24th February 2022 Wars and Days

The building of the insurance company Russia in Kharkiv destroyed by Russian bombing.
The building of the insurance company Russia in Kharkiv destroyed by Russian bombing. Photo taken: 5th June 2022. | Photo (detail): Sadak Souici © picture alliance / ZUMAPRESS.com

What is the war in Ukraine doing to us helpless onlookers? Croatian writer Marko Pogačar gives a deeply personal account of how he experienced the day Russian troops invaded Ukraine.  

Days are dangerous. Every hour of every day, somebody dies. Diaries are equally dangerous: every page is a trap in which mistakes lie in wait, barely visible larvae that are bound to morph into a violent death sooner or later.

On 2nd August 1914, Kafka – the unhappy, precise, elaborate Kafka who sees literature as an axe for the frozen sea within us – made a terse and oft-quoted entry in his diary: “Germany has declared war on Russia. Went swimming in the afternoon.” The threshold to the First World War had just been crossed irrevocably. A complex concatenation of causes and impulses that would fundamentally shake up history and lead us to the world as we now know it had come to a head. The First World War would be the prelude to a second one, in which Kafka’s people were doomed to go up in smoke – “graves in the skies” that the Jews are forced to dig for themselves in Todesfuge (Paul Celan's Death Fugue). These mass murders and the silent Cold War that followed were to give rise to a geopolitical configuration whose consequences we have to live with today. The world has of course changed radically and profoundly since that warm afternoon in Prague in 1914. It has, in a sense, along with us, lost its apparent innocence.

Location annotation dataset excerpts:
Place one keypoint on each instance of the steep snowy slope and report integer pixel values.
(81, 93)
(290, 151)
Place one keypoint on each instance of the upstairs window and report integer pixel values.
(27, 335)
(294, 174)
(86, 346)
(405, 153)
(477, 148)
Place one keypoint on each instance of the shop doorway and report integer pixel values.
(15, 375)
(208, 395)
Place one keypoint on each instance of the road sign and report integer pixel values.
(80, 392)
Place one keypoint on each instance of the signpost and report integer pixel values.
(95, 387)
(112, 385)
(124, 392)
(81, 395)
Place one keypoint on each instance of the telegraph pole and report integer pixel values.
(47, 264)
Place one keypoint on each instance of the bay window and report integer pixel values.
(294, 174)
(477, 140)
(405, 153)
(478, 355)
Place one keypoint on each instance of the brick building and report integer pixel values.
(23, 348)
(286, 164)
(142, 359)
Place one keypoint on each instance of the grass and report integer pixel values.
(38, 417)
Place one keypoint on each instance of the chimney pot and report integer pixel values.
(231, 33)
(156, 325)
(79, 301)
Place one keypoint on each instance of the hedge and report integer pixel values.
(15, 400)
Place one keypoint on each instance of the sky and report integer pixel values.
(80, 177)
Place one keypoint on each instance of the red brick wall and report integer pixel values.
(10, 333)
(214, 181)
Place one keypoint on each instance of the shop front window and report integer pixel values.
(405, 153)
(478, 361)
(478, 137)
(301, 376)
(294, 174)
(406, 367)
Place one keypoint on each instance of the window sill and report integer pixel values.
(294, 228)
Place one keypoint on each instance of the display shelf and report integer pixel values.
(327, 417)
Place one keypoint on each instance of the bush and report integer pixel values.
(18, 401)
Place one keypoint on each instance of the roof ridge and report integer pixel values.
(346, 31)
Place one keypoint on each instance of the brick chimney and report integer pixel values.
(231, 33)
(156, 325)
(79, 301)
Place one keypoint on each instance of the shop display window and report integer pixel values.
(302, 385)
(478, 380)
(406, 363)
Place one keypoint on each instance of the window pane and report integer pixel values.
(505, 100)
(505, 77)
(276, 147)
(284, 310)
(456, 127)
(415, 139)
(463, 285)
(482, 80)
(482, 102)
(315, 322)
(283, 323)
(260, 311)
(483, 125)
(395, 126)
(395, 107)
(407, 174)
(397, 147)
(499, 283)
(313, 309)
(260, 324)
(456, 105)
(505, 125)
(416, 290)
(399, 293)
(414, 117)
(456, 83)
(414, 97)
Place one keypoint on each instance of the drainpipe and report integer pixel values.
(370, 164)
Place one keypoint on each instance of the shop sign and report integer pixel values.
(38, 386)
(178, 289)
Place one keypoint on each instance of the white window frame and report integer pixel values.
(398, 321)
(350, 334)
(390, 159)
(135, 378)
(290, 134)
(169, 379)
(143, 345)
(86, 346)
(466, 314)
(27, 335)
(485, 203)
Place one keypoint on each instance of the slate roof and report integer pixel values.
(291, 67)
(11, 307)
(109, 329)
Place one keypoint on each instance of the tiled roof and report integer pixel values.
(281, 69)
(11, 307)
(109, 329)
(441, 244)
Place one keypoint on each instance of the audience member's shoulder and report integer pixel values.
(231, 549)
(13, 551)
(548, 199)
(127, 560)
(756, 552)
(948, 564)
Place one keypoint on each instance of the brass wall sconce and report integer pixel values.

EXERCISE INSTRUCTIONS ▸
(a) Using the essay above, decide whether each statement agrees with it: (i) Kafka made his diary entry about Germany declaring war on Russia on 2nd August 1914; (ii) the photo of the destroyed building in Kharkiv was taken in March 2022; (iii) diaries are described as less dangerous than days. Answer yes or no for each and quote the deciding words.
(b) According to the essay, what does Kafka see literature as?
(c) Restate word for word the part of the essay that opens with "24th February 2022" and closes with "sooner or later.".

TASK-BY-TASK ANSWERS ▸
(a)
(i) Yes: "On 2nd August 1914, Kafka – the unhappy, precise, elaborate Kafka who sees literature as an axe for the frozen sea within us – made a terse and oft-quoted entry in his diary"
(ii) No: "Photo taken: 5th June 2022."
(iii) No: "Diaries are equally dangerous"

(b) An axe for the frozen sea within us.

(c)
24th February 2022 Wars and Days

The building of the insurance company Russia in Kharkiv destroyed by Russian bombing.
The building of the insurance company Russia in Kharkiv destroyed by Russian bombing. Photo taken: 5th June 2022. | Photo (detail): Sadak Souici © picture alliance / ZUMAPRESS.com

What is the war in Ukraine doing to us helpless onlookers? Croatian writer Marko Pogačar gives a deeply personal account of how he experienced the day Russian troops invaded Ukraine.  

Days are dangerous. Every hour of every day, somebody dies. Diaries are equally dangerous: every page is a trap in which mistakes lie in wait, barely visible larvae that are bound to morph into a violent death sooner or later.